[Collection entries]
◆ ◆ ◆ ◆ ◆ ◆ ◆

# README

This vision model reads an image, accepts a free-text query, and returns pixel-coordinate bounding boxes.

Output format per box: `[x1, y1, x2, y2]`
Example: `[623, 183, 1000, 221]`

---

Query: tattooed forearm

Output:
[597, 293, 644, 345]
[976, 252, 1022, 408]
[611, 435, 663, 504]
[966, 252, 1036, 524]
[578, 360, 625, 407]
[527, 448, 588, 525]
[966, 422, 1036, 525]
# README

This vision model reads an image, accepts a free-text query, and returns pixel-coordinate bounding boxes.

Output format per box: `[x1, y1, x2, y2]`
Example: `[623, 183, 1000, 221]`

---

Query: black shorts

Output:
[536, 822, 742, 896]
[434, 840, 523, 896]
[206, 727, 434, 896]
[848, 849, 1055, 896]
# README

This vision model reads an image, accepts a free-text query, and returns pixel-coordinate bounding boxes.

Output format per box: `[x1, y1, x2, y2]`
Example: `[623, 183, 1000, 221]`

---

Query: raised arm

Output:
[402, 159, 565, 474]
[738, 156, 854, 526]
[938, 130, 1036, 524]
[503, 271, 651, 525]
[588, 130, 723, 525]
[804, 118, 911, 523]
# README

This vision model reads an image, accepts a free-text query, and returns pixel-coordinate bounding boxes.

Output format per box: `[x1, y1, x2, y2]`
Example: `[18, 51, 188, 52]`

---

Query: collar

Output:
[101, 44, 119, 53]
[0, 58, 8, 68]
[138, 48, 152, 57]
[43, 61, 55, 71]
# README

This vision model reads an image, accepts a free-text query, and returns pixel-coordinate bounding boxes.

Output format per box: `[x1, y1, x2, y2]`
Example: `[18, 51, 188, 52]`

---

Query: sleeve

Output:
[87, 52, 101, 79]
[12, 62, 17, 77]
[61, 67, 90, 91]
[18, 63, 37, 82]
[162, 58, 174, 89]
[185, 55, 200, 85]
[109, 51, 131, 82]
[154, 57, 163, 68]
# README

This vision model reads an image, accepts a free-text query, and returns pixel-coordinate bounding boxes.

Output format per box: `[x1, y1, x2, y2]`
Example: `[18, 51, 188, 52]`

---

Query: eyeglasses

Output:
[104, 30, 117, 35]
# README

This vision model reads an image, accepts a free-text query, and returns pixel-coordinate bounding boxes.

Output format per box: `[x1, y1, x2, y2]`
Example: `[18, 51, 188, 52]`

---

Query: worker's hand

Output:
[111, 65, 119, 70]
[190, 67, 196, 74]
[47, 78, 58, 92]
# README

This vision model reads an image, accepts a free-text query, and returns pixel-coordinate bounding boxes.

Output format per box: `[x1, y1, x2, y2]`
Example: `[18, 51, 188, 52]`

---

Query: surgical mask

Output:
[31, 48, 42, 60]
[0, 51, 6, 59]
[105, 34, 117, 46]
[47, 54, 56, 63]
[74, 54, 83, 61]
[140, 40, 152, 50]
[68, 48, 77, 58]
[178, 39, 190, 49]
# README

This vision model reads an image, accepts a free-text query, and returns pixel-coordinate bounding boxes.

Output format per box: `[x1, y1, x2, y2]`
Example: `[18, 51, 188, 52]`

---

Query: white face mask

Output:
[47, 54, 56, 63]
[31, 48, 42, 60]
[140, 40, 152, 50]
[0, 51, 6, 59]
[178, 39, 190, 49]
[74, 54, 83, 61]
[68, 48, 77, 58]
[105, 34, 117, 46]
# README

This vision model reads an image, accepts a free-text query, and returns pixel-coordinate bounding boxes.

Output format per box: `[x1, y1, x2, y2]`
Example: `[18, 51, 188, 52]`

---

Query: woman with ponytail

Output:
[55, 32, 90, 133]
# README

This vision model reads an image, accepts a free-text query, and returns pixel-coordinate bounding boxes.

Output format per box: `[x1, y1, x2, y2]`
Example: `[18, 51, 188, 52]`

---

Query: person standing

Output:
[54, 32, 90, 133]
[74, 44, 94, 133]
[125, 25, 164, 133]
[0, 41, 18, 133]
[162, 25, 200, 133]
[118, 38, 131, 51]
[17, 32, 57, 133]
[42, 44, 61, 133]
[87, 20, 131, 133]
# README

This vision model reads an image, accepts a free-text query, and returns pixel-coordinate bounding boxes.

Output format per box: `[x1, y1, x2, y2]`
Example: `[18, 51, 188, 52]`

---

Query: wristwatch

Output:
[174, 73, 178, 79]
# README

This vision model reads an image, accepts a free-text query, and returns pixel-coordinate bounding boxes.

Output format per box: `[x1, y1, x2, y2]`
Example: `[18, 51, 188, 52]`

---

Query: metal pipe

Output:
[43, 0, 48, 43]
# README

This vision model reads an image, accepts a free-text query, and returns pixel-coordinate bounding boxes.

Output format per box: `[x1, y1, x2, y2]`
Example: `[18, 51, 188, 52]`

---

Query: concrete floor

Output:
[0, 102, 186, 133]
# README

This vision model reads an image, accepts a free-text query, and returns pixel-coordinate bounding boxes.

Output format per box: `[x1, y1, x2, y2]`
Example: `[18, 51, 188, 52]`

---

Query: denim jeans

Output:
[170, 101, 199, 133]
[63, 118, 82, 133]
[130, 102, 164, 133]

◆ ◆ ◆ ◆ ◆ ◆ ◆

* [SHORT PROBLEM]:
Copy the material from its start through the line containing "[597, 293, 644, 345]", inclusive, substituting "natural-language query" for "free-text query" and keeping every other character unchanged.

* [THE SOLUTION]:
# README

This vision model reads an image, accepts a natural-language query, and returns pixel-coordinate bounding boxes.

Output format per box: `[x1, y1, x2, y2]`
Example: `[623, 183, 1000, 221]`

---

Query: tattooed forearm

Output:
[597, 293, 644, 345]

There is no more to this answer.